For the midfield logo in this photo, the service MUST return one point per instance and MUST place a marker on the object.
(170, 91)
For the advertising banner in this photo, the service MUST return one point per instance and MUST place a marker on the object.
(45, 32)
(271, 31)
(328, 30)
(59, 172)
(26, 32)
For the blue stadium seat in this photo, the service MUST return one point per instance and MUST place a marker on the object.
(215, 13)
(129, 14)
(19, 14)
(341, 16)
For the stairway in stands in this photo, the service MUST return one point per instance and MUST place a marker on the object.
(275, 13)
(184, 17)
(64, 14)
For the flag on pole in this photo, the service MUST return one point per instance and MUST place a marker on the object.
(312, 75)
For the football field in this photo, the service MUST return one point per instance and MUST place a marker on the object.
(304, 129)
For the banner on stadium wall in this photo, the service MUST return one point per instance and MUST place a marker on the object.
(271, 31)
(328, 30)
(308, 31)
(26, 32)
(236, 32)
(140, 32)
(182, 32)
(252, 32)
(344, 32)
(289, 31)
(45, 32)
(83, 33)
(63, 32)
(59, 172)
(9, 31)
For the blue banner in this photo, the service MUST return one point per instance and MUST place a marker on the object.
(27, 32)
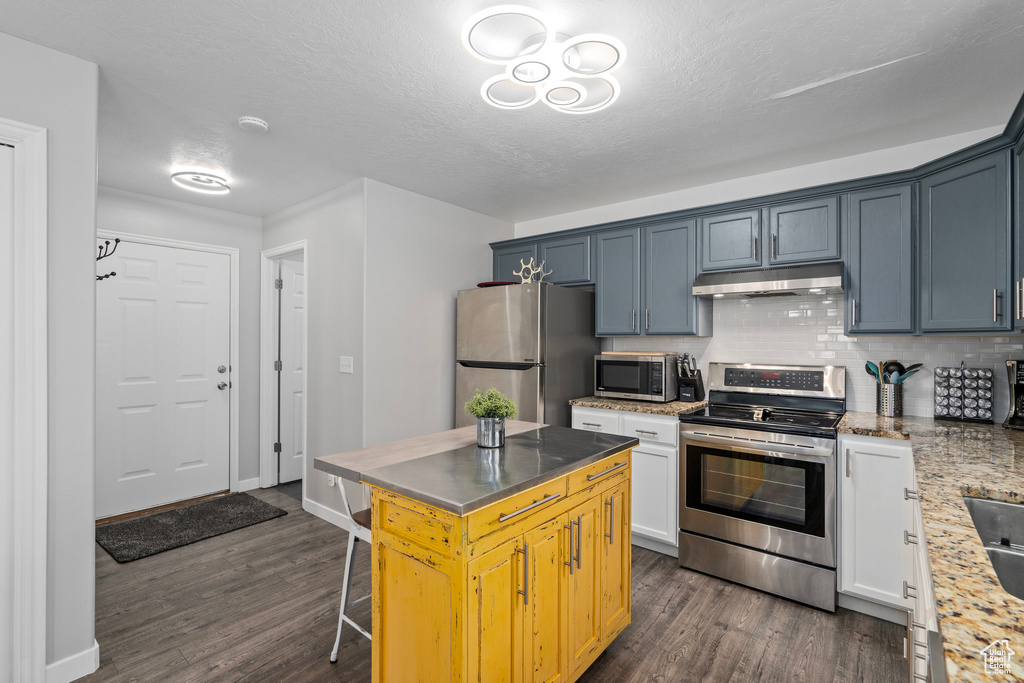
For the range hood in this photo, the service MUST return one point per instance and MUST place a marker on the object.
(785, 281)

- _Treść zadania_
Zwróć bez zmian wiersze od tego, który zawiera „For the blue banner”, aż do końca wpisów, wliczając oba krańce. Pomiń przy tym obrazy.

- _Rozwiązanie_
For the blue banner in this photo, the service MUST return one point per instance and MUST place a marker on the object.
(27, 32)
For the range hood in this photo, the service MUST return one point per instance and MUST place a marker on the object.
(785, 281)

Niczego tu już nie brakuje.